▶ [WORK REQUIRED]
According to the book review below, where does T.S. Spivet live with his family?

▶ [SELECTED TEXT]
§
Reif Larsen: The Selected Works Of T.S. Spivet

May 26th, 2009 Stewart

Posted in Harvill Secker, existence, Larsen, Reif, humour, child prodigy, runaways, first person narrator, family saga, America

Reif Larsen: The Selected Works Of T.S. Spivet

Reif Larsen’s The Selected Works Of T.S. Spivet (2009) caused a bit of storm last year when the American rights were snapped up for almost a million dollars. Its interesting presentation and quirky delivery were no doubt a contributing factor, and it will see release in many more countries. One of those is of course the United Kingdom, where it has recently been published by Harvill-Secker, an imprint best suited to putting it on store shelves, producing as they do a fine line in hardbacks. (See here.)

What makes this particular novel special is that the novel is illustrated throughout with a variety of sketches and diagrams - some colour, some black and white - all drawn by the author, although credited to the eponymous T.S. Spivet. Presentation-wise, it’s a work of art, although it’s unconventional breadth may see it struggle to slot in easily to some book cases.

The novel focuses on Tecumseh Sparrow Spivet, a “12 year-old genius mapmaker”, as the blurb tells us, who lives with his family on a ranch in Montana. In what seems to be a family tradition of sorts, a woman of science has married a man of the land, and TS falls down squarely on his mother’s side as far as his intellectual development goes.  The maps he makes show all manner of observations, from how his sister, Gracie, shucks corn to the distribution of McDonalds in North Dakota.

…since Neolithic times we had been marking down representations on cave walls, in the dirt, on parchments, trees, lunch plates, napkins, even on our own skin so that we could remember where we have been, where we want to be going, where we should be going. There was a deep impulse ingrained in us to take these directions, coordinates, declarations out of the mush of our heads and actualize them in the real world. Since making my first maps of shaking hands with God, I had learned that the representation was not the real thing, but in a way this dissonance was what made it so good: the distance between the map and the territory allowed us breathing room to figure out where we stood.
§
▶ [DATA PROVIDED]
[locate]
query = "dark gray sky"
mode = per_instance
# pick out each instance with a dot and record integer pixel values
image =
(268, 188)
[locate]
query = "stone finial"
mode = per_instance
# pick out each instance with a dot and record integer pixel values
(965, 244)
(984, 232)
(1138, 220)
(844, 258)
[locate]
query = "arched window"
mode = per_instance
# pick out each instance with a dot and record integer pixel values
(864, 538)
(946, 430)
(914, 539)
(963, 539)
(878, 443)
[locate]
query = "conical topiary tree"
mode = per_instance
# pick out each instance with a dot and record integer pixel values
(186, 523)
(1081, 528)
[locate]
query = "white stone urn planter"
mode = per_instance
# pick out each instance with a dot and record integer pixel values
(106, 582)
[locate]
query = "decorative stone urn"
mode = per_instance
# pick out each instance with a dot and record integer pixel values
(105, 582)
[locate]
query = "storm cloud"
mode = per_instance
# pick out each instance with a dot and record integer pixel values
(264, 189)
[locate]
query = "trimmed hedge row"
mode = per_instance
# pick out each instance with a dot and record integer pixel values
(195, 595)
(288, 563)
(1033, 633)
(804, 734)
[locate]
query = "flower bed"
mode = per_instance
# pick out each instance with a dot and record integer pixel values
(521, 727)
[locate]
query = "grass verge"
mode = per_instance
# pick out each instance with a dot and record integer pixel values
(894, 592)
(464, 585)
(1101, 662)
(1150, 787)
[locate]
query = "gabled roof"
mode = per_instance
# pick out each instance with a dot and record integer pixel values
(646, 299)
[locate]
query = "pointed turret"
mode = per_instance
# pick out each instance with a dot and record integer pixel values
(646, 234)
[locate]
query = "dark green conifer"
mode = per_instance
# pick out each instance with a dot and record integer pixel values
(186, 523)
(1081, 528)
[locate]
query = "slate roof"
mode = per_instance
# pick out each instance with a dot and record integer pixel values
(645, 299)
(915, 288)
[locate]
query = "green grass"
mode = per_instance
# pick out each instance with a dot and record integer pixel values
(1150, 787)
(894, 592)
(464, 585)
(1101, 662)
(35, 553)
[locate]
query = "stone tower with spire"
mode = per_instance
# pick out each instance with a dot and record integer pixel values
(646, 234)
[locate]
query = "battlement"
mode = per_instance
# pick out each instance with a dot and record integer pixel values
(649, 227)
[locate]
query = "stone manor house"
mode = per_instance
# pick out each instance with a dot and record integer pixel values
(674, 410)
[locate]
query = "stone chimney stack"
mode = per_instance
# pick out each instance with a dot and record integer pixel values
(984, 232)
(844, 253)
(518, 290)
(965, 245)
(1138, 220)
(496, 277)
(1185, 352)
§
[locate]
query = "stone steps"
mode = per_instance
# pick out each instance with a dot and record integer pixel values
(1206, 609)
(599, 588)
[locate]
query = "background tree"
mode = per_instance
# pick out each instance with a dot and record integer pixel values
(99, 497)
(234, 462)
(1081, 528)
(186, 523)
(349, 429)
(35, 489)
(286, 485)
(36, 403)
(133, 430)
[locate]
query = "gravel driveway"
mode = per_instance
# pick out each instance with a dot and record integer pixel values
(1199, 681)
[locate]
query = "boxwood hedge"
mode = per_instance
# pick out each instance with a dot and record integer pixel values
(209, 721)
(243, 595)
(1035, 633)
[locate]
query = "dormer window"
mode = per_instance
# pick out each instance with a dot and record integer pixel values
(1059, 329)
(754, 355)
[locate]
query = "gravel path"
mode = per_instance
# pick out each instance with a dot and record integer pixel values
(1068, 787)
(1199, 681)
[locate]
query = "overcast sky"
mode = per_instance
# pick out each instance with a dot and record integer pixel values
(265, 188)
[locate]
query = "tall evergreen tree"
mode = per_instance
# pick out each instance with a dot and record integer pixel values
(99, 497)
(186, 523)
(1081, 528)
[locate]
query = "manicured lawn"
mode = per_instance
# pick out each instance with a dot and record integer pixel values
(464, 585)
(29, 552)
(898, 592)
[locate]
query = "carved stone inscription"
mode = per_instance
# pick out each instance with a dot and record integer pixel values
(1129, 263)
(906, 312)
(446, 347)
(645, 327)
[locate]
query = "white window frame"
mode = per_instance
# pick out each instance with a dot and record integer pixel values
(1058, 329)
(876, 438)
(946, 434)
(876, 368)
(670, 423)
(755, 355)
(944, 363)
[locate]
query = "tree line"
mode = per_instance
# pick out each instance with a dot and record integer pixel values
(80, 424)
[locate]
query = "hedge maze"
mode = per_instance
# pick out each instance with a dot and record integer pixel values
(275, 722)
§
▶ [FINISHED TASK]
On a ranch in Montana.